◆ BRIEF:
Below are records to repeat exactly. Omit the pictures from the copy.
--- TASK INPUT Enclosed Below ---
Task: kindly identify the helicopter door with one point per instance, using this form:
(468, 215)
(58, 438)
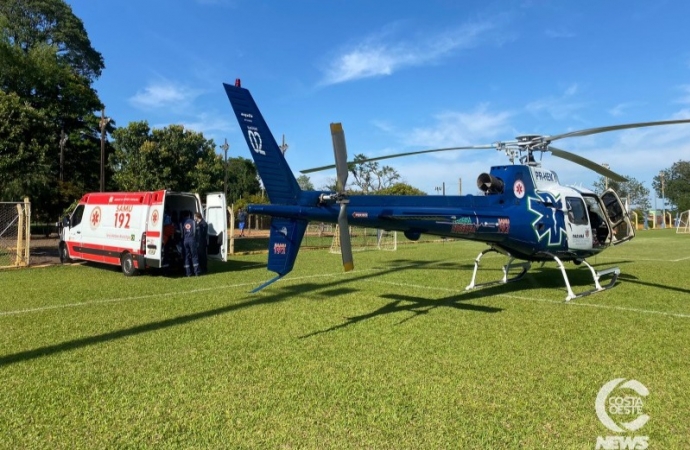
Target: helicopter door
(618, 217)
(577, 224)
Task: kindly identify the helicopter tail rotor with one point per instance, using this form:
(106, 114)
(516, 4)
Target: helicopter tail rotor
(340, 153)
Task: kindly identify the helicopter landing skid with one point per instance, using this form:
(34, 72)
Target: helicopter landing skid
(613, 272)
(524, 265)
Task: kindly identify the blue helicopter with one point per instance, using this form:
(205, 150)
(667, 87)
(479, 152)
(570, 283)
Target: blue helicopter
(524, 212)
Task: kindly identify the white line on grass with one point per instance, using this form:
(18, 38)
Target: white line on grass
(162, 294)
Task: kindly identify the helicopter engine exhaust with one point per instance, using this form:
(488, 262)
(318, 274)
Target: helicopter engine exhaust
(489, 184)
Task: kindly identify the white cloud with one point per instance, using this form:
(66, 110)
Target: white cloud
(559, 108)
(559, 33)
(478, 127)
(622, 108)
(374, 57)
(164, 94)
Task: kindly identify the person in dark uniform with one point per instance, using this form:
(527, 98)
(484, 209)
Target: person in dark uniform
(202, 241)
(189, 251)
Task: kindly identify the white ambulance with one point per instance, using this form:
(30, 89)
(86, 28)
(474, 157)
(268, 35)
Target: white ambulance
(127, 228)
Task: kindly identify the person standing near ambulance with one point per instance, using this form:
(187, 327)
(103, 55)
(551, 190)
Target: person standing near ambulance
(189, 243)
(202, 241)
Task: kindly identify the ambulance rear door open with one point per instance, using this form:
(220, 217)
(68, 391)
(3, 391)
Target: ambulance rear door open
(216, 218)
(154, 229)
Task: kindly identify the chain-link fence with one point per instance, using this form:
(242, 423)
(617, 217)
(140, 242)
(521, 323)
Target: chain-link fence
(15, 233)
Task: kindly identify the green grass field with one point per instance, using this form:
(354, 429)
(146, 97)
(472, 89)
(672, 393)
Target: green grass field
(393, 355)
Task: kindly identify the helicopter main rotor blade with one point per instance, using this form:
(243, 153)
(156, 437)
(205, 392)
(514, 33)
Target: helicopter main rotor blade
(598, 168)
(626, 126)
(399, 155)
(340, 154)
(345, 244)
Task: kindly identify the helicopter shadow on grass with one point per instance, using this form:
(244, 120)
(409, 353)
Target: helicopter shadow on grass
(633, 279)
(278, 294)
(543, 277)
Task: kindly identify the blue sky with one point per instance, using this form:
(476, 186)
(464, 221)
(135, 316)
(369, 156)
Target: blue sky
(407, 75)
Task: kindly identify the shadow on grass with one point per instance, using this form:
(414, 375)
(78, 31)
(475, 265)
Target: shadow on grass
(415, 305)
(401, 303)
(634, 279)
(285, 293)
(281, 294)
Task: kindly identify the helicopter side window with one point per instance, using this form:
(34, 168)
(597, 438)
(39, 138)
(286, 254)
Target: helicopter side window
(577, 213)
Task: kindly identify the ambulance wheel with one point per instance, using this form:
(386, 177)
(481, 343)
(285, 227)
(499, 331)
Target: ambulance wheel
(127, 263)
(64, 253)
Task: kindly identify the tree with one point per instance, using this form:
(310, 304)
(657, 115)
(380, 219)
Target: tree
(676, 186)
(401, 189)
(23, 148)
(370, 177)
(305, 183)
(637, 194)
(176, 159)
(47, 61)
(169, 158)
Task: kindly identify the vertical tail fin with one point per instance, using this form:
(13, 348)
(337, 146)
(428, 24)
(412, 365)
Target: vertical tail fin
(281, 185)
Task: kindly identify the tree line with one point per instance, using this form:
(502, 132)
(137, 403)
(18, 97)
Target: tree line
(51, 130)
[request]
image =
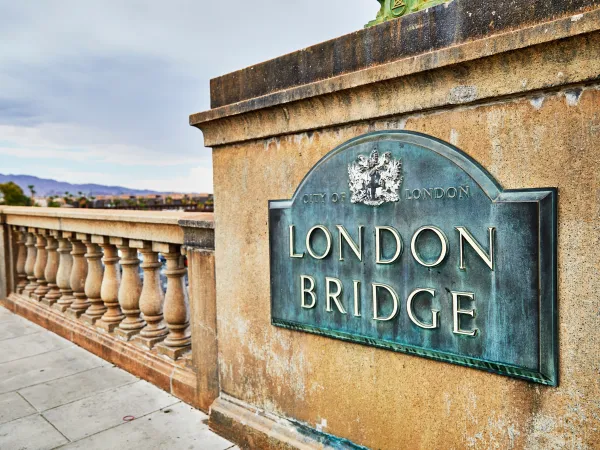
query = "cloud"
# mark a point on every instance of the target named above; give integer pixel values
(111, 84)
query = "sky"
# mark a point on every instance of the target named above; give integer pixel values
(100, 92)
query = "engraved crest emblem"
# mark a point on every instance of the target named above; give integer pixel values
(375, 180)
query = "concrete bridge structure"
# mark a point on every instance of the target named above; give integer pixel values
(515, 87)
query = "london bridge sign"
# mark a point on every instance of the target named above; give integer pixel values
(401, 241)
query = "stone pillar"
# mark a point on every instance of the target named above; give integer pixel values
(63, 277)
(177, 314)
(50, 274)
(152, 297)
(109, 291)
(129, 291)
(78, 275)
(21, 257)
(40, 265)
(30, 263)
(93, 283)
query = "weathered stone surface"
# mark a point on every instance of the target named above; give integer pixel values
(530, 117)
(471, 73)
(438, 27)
--- End of Enclosed TASK INPUT ---
◆ WRITTEN SOLUTION:
Task: kindly identify the helicopter door with one point per instance, using this form:
(468, 215)
(58, 438)
Target: helicopter door
(618, 217)
(577, 224)
Task: kindly identify the helicopter tail rotor with one point per instance, using this form:
(106, 114)
(516, 4)
Target: helicopter tail rotor
(340, 153)
Task: kindly identify the helicopter landing skid with one point per instance, using this form:
(34, 72)
Target: helicopter landing skid
(613, 272)
(524, 265)
Task: kindly identify the blue helicopter with one point per instance, using this form:
(205, 150)
(667, 87)
(479, 152)
(570, 283)
Target: blue helicopter
(524, 212)
Task: kindly identify the white line on grass with one point per instance, using this form:
(18, 38)
Target: white line on grass
(162, 294)
Task: kindly identify the helicopter engine exhaust with one point per instance, using this form:
(488, 262)
(318, 274)
Target: helicopter engine exhaust
(489, 184)
Task: kindly identify the white cloud with one point per instance, using this form:
(66, 110)
Target: white cloud
(559, 108)
(559, 33)
(478, 127)
(622, 108)
(374, 57)
(164, 94)
Task: kindly identify the person in dark uniform with one point per instance, using this form:
(527, 98)
(484, 209)
Target: person in dark uniform
(202, 241)
(189, 251)
Task: kindly identify the white ambulance with one point per instance, using this form:
(30, 89)
(86, 28)
(474, 157)
(268, 35)
Target: white ambulance
(127, 228)
Task: kindly identify the person standing near ambulance with one point per instance, using this form:
(187, 327)
(103, 55)
(551, 190)
Target: person standing near ambulance
(189, 243)
(202, 241)
Task: kindly identify the ambulance rear door open with one point per instance, using this form:
(220, 217)
(68, 391)
(3, 391)
Target: ambulance rear door open
(216, 218)
(154, 229)
Task: kindly identify the chain-link fence with one point per instance, using this form:
(242, 423)
(617, 217)
(140, 242)
(521, 323)
Target: chain-link fence
(15, 233)
Task: kindly identify the green grass field with one point per instance, using this form:
(354, 429)
(146, 97)
(472, 89)
(672, 393)
Target: green grass field
(393, 355)
Task: kindly identify the helicopter main rotor blade with one point per instance, using this form:
(243, 153)
(156, 437)
(205, 392)
(514, 33)
Target: helicopter main rotor blade
(598, 168)
(626, 126)
(399, 155)
(340, 154)
(345, 244)
Task: kindly identify the helicopter shadow on grass with one point per instance, using this form:
(244, 120)
(409, 353)
Target: helicopter shadow on grass
(633, 279)
(278, 294)
(543, 277)
Task: kindly identify the blue sky with one point per instance, using this form:
(476, 186)
(464, 221)
(135, 316)
(369, 156)
Target: blue sky
(407, 75)
Task: kindly identify the shadow on grass with one point per instance, using this form:
(414, 375)
(78, 31)
(475, 265)
Target: shadow on grass
(415, 305)
(401, 303)
(634, 279)
(285, 293)
(281, 294)
Task: kindly identify the helicopter side window with one point per instance, using this form:
(34, 168)
(597, 438)
(39, 138)
(286, 254)
Target: helicopter side window
(577, 213)
Task: kindly identify the ambulance wheel with one point per instance, using this form:
(386, 177)
(481, 343)
(285, 227)
(499, 331)
Target: ambulance wheel
(127, 263)
(64, 253)
Task: kindly identify the tree with one point per instance, using this form:
(310, 304)
(657, 115)
(380, 219)
Target: tree
(676, 186)
(401, 189)
(23, 148)
(370, 177)
(305, 183)
(637, 194)
(176, 159)
(47, 61)
(169, 158)
Task: kindly identify the vertical tail fin with one point per instance, using this form:
(13, 348)
(337, 146)
(428, 24)
(412, 365)
Target: vertical tail fin
(281, 185)
Task: kindly identify the tree line with one point per instance, using this form:
(502, 132)
(137, 403)
(18, 97)
Target: tree line
(51, 130)
[request]
image =
query = "cloud"
# mark a point on every instance of the target named above; give integer pixel values
(111, 84)
query = "sky"
# mark a point on every instance of the target named above; give integer pixel values
(100, 92)
query = "engraved crest emblem"
# mark a point on every instance of the target named above; give integer pixel values
(375, 180)
query = "concrete bridge structure"
# mark a point on every instance of the target named above; give integer pixel values
(515, 87)
query = "london bridge sign"
# mark a point on every instance of the target named above; give integer pixel values
(401, 241)
query = "stone pillar"
# mark a point on every instance of the target named above; give integer pixel values
(63, 277)
(177, 314)
(50, 274)
(152, 297)
(109, 291)
(129, 291)
(78, 275)
(21, 257)
(40, 265)
(30, 263)
(93, 283)
query = "weathered stone surface"
# mark a point on every instance of the target named above; give integer pixel values
(530, 117)
(471, 73)
(438, 27)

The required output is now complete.